(Stored records)
☆ ☆ ☆ ☆

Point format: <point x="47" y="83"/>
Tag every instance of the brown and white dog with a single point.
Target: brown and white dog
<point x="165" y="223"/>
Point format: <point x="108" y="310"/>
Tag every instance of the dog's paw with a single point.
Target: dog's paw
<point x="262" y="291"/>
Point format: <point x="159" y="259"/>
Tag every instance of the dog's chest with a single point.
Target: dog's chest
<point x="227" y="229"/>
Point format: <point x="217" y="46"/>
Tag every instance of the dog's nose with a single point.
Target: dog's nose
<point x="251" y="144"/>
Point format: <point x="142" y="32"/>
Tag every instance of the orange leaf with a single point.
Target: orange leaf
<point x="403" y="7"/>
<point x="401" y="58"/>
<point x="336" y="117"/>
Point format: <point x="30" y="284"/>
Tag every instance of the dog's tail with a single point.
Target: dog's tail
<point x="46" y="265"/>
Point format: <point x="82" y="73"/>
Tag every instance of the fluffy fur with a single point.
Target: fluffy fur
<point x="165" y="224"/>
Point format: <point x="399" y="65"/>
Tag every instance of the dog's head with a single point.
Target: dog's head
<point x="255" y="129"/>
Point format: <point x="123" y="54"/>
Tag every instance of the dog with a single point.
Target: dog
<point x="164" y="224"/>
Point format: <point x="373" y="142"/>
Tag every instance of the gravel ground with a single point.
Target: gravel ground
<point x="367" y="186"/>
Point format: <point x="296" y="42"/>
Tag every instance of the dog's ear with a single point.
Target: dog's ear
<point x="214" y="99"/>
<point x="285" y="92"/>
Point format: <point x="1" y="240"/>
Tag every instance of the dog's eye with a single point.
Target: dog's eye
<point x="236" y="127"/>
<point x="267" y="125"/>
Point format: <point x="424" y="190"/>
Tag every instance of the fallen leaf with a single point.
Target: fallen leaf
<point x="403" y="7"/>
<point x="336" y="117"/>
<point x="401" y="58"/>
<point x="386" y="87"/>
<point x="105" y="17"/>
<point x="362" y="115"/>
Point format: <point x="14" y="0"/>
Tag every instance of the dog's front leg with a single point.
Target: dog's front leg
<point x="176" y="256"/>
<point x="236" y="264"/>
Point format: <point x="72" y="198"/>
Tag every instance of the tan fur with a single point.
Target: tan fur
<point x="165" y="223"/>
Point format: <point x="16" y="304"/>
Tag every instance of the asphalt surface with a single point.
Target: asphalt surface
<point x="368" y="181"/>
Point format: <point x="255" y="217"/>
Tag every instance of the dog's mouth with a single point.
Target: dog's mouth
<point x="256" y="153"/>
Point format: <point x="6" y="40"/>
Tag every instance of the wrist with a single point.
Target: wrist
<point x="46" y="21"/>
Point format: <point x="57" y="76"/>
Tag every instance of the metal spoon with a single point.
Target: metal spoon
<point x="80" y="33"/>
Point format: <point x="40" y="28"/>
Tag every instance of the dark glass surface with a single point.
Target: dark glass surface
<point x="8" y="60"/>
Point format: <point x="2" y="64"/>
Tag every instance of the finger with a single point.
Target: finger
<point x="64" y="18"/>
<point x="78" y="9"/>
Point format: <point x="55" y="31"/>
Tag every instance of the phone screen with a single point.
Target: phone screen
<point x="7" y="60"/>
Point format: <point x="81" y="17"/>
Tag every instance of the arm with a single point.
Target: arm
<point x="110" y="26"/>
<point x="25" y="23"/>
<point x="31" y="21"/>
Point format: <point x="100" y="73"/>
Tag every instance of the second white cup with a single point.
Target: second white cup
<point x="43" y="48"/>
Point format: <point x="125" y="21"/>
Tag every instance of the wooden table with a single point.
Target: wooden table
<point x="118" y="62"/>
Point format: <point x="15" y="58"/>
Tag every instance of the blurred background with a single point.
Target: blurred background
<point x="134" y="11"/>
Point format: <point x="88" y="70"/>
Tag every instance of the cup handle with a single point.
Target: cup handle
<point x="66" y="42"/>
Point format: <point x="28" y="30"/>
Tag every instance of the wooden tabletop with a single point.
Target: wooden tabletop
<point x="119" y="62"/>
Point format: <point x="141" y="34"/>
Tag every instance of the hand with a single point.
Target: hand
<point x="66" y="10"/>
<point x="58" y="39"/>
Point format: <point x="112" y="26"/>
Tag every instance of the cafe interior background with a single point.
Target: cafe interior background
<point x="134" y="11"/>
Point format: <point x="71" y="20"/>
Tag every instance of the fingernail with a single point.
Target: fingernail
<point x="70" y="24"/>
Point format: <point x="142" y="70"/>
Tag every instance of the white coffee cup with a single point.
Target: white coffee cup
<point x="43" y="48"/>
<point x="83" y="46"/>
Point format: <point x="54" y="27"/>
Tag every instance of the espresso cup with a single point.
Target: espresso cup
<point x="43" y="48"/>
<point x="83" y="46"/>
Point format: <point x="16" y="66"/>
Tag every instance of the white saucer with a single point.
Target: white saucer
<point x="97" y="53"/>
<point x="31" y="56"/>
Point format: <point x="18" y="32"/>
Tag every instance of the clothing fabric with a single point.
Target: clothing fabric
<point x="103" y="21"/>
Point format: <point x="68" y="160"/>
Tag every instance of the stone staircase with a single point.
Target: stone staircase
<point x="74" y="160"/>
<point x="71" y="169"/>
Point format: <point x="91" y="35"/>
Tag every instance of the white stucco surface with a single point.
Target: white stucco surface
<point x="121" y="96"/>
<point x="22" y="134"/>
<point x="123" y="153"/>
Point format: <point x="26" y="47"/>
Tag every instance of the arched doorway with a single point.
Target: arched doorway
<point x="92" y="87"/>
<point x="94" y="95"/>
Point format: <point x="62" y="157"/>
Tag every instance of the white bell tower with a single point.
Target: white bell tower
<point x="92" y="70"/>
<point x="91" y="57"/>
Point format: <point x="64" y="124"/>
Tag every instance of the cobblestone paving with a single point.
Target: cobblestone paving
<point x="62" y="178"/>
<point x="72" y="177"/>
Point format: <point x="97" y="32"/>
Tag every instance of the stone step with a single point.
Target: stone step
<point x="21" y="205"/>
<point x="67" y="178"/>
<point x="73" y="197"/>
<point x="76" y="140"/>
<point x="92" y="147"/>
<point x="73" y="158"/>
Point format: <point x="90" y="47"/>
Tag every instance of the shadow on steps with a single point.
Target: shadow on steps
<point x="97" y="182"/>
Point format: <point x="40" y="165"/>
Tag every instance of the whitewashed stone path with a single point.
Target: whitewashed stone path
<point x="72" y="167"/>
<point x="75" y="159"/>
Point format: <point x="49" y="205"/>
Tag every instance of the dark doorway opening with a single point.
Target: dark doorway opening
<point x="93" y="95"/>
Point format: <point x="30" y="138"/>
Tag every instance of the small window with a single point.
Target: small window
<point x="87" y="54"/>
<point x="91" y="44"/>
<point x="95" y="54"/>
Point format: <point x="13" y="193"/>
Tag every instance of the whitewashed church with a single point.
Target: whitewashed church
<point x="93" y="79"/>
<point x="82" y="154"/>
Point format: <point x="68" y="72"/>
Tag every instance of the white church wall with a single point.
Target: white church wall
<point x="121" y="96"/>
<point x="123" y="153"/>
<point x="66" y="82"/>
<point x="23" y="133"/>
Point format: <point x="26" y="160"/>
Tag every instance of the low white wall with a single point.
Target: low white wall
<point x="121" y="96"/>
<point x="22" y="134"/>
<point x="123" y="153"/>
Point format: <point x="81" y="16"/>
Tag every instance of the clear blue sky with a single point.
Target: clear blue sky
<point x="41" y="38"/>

☆ ☆ ☆ ☆

■ Assigned task: Print the records again in full, exactly as they appear above.

■ Reply:
Point format: <point x="47" y="83"/>
Tag every instance of the brown and white dog with a single point.
Target: brown and white dog
<point x="165" y="223"/>
Point format: <point x="108" y="310"/>
Tag every instance of the dog's paw with a single point.
Target: dog's paw
<point x="262" y="291"/>
Point format: <point x="159" y="259"/>
Tag every instance of the dog's chest with a single point.
Target: dog's chest
<point x="227" y="229"/>
Point format: <point x="217" y="46"/>
Tag every instance of the dog's nose with a single point.
Target: dog's nose
<point x="251" y="144"/>
Point format: <point x="142" y="32"/>
Tag every instance of the orange leaf with a single point.
Target: orange leaf
<point x="403" y="7"/>
<point x="401" y="58"/>
<point x="336" y="117"/>
Point format: <point x="30" y="284"/>
Tag every instance of the dog's tail with a single point.
Target: dog's tail
<point x="46" y="265"/>
Point format: <point x="82" y="73"/>
Tag every instance of the fluffy fur with a single point.
Target: fluffy fur
<point x="165" y="224"/>
Point format: <point x="399" y="65"/>
Tag every instance of the dog's head with a single point.
Target: dog's head
<point x="255" y="129"/>
Point format: <point x="123" y="54"/>
Tag every instance of the dog with a single point.
Target: dog
<point x="164" y="224"/>
Point format: <point x="373" y="142"/>
Tag every instance of the gravel ground with a single point.
Target: gravel ground
<point x="367" y="186"/>
Point format: <point x="296" y="42"/>
Tag every instance of the dog's ear with a single point.
Target: dog's ear
<point x="214" y="99"/>
<point x="285" y="92"/>
Point format: <point x="1" y="240"/>
Tag every instance of the dog's eye with a single point.
Target: dog's eye
<point x="236" y="127"/>
<point x="267" y="125"/>
Point format: <point x="424" y="190"/>
Tag every instance of the fallen leaf with a single point.
Target: fallen leaf
<point x="403" y="7"/>
<point x="336" y="117"/>
<point x="401" y="58"/>
<point x="386" y="87"/>
<point x="105" y="17"/>
<point x="362" y="115"/>
Point format: <point x="14" y="0"/>
Tag every instance of the dog's front leg with a single point.
Target: dog's front leg
<point x="176" y="256"/>
<point x="236" y="264"/>
Point format: <point x="72" y="198"/>
Tag every instance of the tan fur with a single point.
Target: tan fur
<point x="165" y="223"/>
Point format: <point x="16" y="304"/>
Tag every instance of the asphalt surface with a single point.
Target: asphalt surface
<point x="368" y="181"/>
Point format: <point x="255" y="217"/>
Tag every instance of the dog's mouth with a single point.
Target: dog's mouth
<point x="256" y="153"/>
Point format: <point x="6" y="40"/>
Tag every instance of the wrist with a single point.
Target: wrist
<point x="46" y="21"/>
Point format: <point x="57" y="76"/>
Tag every instance of the metal spoon with a single point.
Target: metal spoon
<point x="80" y="33"/>
Point format: <point x="40" y="28"/>
Tag every instance of the dark glass surface with a single point.
Target: dark glass surface
<point x="8" y="60"/>
Point format: <point x="2" y="64"/>
Tag every instance of the finger with a single point.
Target: finger
<point x="64" y="18"/>
<point x="78" y="9"/>
Point format: <point x="55" y="31"/>
Tag every instance of the phone screen with a single point.
Target: phone screen
<point x="7" y="60"/>
Point format: <point x="81" y="17"/>
Tag every instance of the arm with a single point.
Target: arm
<point x="110" y="26"/>
<point x="25" y="23"/>
<point x="31" y="21"/>
Point format: <point x="100" y="73"/>
Tag every instance of the second white cup with a single point.
Target: second white cup
<point x="43" y="48"/>
Point format: <point x="125" y="21"/>
Tag every instance of the wooden table with a single point.
Target: wooden table
<point x="118" y="62"/>
Point format: <point x="15" y="58"/>
Tag every instance of the blurred background with a single point.
Target: blurred background
<point x="134" y="11"/>
Point format: <point x="88" y="70"/>
Tag every instance of the cup handle with a single point.
Target: cup handle
<point x="66" y="42"/>
Point format: <point x="28" y="30"/>
Tag every instance of the wooden tabletop with a single point.
Target: wooden tabletop
<point x="119" y="62"/>
Point format: <point x="141" y="34"/>
Tag every instance of the hand with a single point.
Target: hand
<point x="66" y="10"/>
<point x="58" y="39"/>
Point format: <point x="112" y="26"/>
Tag every instance of the cafe interior background with a single point.
Target: cafe interior background
<point x="134" y="11"/>
Point format: <point x="71" y="20"/>
Tag every instance of the fingernail with a single point.
Target: fingernail
<point x="70" y="24"/>
Point format: <point x="142" y="70"/>
Tag every instance of the white coffee cup with a single point.
Target: white coffee cup
<point x="43" y="48"/>
<point x="83" y="46"/>
Point format: <point x="54" y="27"/>
Tag every instance of the espresso cup with a single point.
Target: espresso cup
<point x="43" y="48"/>
<point x="83" y="46"/>
Point format: <point x="16" y="66"/>
Tag every instance of the white saucer with a single point.
Target: white saucer
<point x="97" y="53"/>
<point x="31" y="56"/>
Point format: <point x="18" y="32"/>
Tag every instance of the clothing fabric with a single point.
Target: clothing fabric
<point x="103" y="21"/>
Point format: <point x="68" y="160"/>
Tag every instance of the stone staircase with a single point.
Target: stone staircase
<point x="74" y="160"/>
<point x="71" y="169"/>
Point format: <point x="91" y="35"/>
Tag every instance of the white stucco surface with a single point.
Target: white stucco surface
<point x="121" y="96"/>
<point x="22" y="134"/>
<point x="123" y="153"/>
Point format: <point x="26" y="47"/>
Tag every instance of the arched doorway with a single point.
Target: arched doorway
<point x="92" y="87"/>
<point x="94" y="95"/>
Point format: <point x="62" y="157"/>
Tag every instance of the white bell tower with a single point.
Target: white bell tower
<point x="92" y="70"/>
<point x="91" y="57"/>
Point format: <point x="64" y="124"/>
Tag every instance of the cobblestone paving with a single point.
Target: cobblestone paving
<point x="62" y="178"/>
<point x="72" y="177"/>
Point format: <point x="97" y="32"/>
Tag every instance of the stone step with a single point.
Target: stone step
<point x="21" y="205"/>
<point x="67" y="178"/>
<point x="73" y="197"/>
<point x="76" y="140"/>
<point x="92" y="147"/>
<point x="73" y="158"/>
Point format: <point x="90" y="47"/>
Tag every instance of the shadow on steps with a single point.
Target: shadow on steps
<point x="97" y="182"/>
Point format: <point x="40" y="165"/>
Tag every instance of the whitewashed stone path with a single point.
Target: whitewashed stone path
<point x="72" y="167"/>
<point x="75" y="159"/>
Point format: <point x="49" y="205"/>
Tag every instance of the dark doorway opening with a single point.
Target: dark doorway opening
<point x="93" y="95"/>
Point format: <point x="30" y="138"/>
Tag every instance of the small window with a single point.
Target: small window
<point x="87" y="54"/>
<point x="91" y="44"/>
<point x="95" y="54"/>
Point format: <point x="13" y="193"/>
Tag every instance of the whitewashed church with a single point.
Target: whitewashed church
<point x="93" y="79"/>
<point x="82" y="154"/>
Point format: <point x="68" y="72"/>
Tag every instance of the white church wall with a single point.
Target: white church wall
<point x="121" y="96"/>
<point x="123" y="153"/>
<point x="66" y="82"/>
<point x="23" y="133"/>
Point format: <point x="26" y="160"/>
Tag every instance of the low white wall with a single point.
Target: low white wall
<point x="121" y="96"/>
<point x="22" y="134"/>
<point x="123" y="153"/>
Point format: <point x="81" y="16"/>
Tag every instance of the clear blue sky with a single point.
Target: clear blue sky
<point x="41" y="38"/>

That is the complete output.